*The task*: Write out all records as given; omit images.

Stored entries:
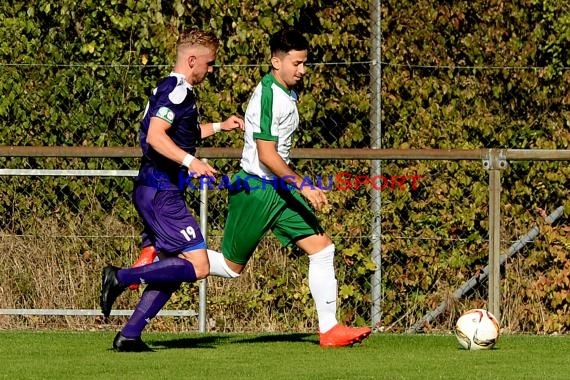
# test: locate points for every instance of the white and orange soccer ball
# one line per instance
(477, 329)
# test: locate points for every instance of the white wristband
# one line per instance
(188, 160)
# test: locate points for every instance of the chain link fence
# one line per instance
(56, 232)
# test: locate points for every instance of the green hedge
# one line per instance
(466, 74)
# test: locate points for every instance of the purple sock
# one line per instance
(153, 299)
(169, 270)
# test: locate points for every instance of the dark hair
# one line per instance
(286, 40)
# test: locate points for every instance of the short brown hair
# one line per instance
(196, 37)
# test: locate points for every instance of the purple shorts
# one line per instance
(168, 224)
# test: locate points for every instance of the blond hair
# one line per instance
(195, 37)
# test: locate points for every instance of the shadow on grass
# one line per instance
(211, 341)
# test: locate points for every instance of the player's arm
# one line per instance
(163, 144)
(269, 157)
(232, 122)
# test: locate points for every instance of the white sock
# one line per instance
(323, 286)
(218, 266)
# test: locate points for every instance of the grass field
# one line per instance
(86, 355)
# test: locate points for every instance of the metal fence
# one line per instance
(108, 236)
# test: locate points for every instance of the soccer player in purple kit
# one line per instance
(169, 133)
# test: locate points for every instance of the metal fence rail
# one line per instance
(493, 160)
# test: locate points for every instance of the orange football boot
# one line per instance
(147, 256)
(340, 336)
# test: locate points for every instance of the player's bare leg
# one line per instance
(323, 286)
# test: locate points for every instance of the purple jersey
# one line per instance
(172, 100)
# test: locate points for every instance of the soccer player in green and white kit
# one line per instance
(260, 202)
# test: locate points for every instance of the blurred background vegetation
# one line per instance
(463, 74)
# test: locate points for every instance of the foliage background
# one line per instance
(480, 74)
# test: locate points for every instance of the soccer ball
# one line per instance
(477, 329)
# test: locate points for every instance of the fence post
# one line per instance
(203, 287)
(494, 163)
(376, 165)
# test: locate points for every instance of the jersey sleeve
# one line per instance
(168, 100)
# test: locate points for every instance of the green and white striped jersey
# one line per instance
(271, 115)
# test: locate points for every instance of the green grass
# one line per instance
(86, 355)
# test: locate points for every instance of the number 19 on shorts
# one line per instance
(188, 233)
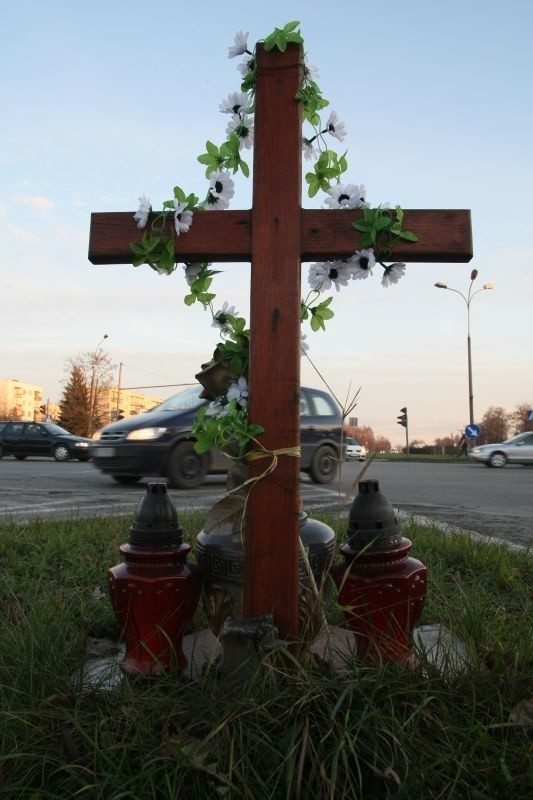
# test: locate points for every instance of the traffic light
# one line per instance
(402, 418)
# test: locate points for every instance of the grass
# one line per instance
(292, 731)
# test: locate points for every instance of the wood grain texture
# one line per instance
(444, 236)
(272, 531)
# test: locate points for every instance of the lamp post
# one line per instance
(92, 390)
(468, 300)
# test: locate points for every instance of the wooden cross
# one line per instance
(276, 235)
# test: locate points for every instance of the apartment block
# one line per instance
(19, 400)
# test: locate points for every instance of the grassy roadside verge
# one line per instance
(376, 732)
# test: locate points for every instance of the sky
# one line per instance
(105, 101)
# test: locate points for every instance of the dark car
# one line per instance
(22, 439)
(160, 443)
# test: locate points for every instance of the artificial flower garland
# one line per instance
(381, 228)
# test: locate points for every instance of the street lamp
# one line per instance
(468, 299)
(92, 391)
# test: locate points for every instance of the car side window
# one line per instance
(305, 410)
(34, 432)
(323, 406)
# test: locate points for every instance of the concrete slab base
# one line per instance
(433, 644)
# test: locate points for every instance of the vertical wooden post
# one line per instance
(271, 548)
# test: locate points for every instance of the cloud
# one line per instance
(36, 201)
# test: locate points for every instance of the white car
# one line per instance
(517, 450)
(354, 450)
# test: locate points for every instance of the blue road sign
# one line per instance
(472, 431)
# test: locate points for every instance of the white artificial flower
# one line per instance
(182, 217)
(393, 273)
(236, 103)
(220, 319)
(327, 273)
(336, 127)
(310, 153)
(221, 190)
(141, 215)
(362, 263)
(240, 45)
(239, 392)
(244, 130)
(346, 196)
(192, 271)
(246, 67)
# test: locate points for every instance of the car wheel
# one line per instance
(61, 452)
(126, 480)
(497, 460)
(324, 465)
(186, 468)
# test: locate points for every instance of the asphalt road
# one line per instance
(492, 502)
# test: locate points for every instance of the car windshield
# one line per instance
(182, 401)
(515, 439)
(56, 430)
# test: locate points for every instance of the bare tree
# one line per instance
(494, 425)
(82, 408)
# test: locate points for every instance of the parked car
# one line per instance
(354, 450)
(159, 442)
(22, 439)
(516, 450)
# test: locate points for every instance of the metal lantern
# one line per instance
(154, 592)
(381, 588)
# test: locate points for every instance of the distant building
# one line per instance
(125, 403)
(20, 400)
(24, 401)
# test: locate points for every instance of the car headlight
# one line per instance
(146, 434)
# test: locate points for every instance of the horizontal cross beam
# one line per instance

*The solution*:
# test: locate points for every instance of the white and orange soccer ball
# one line per instance
(477, 329)
# test: locate points for every instance of the white wristband
# one line per instance
(188, 160)
# test: locate points for every instance of the chain link fence
# one line per instance
(56, 232)
# test: locate points for every instance of the green hedge
# one line per instance
(466, 74)
# test: locate points for every instance of the purple sock
# one line per instance
(153, 299)
(169, 270)
# test: locate points for every instance of the dark hair
# one line per instance
(286, 40)
# test: locate points for every instance of the short brown hair
# one line per instance
(196, 37)
# test: locate points for every instance of the purple shorts
# one line per instance
(168, 224)
# test: locate points for every instance of the blond hair
# one line per instance
(195, 37)
# test: locate points for every instance of the shadow on grass
# one line per instance
(211, 341)
# test: locate points for every instance of the player's arm
# one line per instance
(163, 144)
(269, 157)
(232, 122)
# test: locate points for every instance of the white sock
# one line per instance
(323, 286)
(218, 266)
# test: locate points for every instance of the grass field
# one line per instance
(86, 355)
# test: locate points for every instance of the metal fence
# one line per instance
(108, 236)
# test: locate points for every instance of the soccer player in purple kit
# one line per instance
(169, 133)
# test: locate points for every instance of the metal fence rail
# one line per instance
(493, 160)
# test: locate points for every instance of the orange football boot
# one line per instance
(147, 256)
(340, 336)
# test: locate points for every instance of the player's bare leg
# one line per instance
(323, 286)
# test: locate points for every instance of the purple jersey
# one line per instance
(172, 100)
# test: locate points for every instance of the soccer player in green and white kit
# one line per instance
(260, 202)
# test: locate points for every instance of the blurred background vegetation
# one line per instance
(463, 74)
# test: locate points for every instance of the foliage background
# one line per instance
(480, 74)
# test: locate points for every instance of the soccer ball
# one line per instance
(477, 329)
# test: locate points for every instance of the fence post
# one line per instance
(203, 287)
(494, 163)
(376, 165)
# test: locate points for every instance of the jersey sleeve
# one line per instance
(168, 100)
# test: locate points for every instance of the green and white striped jersey
# one line per instance
(271, 115)
# test: locate points for every instance of the green grass
# one line per instance
(86, 355)
# test: locate points for every instance of the number 19 on shorts
# one line per instance
(188, 233)
# test: locate points for every instance of the traffic light
# one line per instance
(402, 418)
# test: locate points for every instance of the grass
# one line per instance
(292, 731)
# test: locate points for every instance of the wood grain texture
# one line per instance
(444, 236)
(272, 531)
# test: locate points for every instance of the lamp post
# one line per instance
(92, 390)
(468, 300)
# test: locate points for every instance of the wooden cross
# one line per instance
(276, 235)
# test: locate points for every instance of the apartment block
# one line per instance
(19, 400)
# test: locate points for every instance of the grassy roadside verge
# one line per instance
(376, 732)
# test: locate points for every instance of the sky
# one line per instance
(105, 101)
# test: locate points for every instance of the dark car
# one line per instance
(22, 439)
(160, 443)
# test: locate points for every instance of the artificial flower garland
# one line per instance
(381, 228)
# test: locate points for every instance of the street lamp
# one line per instance
(468, 299)
(92, 391)
# test: locate points for every instance of the car side window
# one line per instance
(305, 410)
(34, 432)
(323, 406)
# test: locate points for every instance of the concrete slab base
# one line per instance
(433, 644)
# test: locate points for every instance of the vertical wooden post
# one line per instance
(271, 548)
# test: locate points for every instance of the cloud
# one line per instance
(36, 201)
# test: locate points for every instance of the white car
# one line per instance
(517, 450)
(354, 450)
# test: locate points for every instance of the blue road sign
# one line per instance
(472, 431)
# test: locate points for every instance of the white artificial flower
# one line per instance
(182, 217)
(393, 273)
(236, 103)
(220, 319)
(327, 273)
(336, 127)
(310, 153)
(221, 190)
(141, 215)
(362, 263)
(240, 45)
(239, 392)
(244, 130)
(346, 196)
(192, 271)
(246, 67)
# test: locate points for every instance of the car wheel
# one line per instance
(61, 452)
(126, 480)
(497, 460)
(324, 465)
(186, 468)
# test: locate points for every instance of the asphalt road
# one line per instance
(492, 502)
# test: locate points for every instance of the car windshield
# one line per instance
(182, 401)
(515, 439)
(56, 430)
# test: locate points for every instance of the bare tree
# one line per instance
(494, 425)
(82, 408)
# test: locate points for every instance of the parked car
# one line per instance
(354, 450)
(159, 442)
(22, 439)
(516, 450)
# test: locate points for every instance of the metal lantern
# one line per instance
(154, 592)
(381, 588)
# test: locate points for every instance of the distant building
# one line per instance
(125, 403)
(20, 400)
(24, 401)
# test: locate points for every instance of the car headlight
# one line per instance
(146, 434)
# test: locate points for every instance of the horizontal cross beam
# one line per instance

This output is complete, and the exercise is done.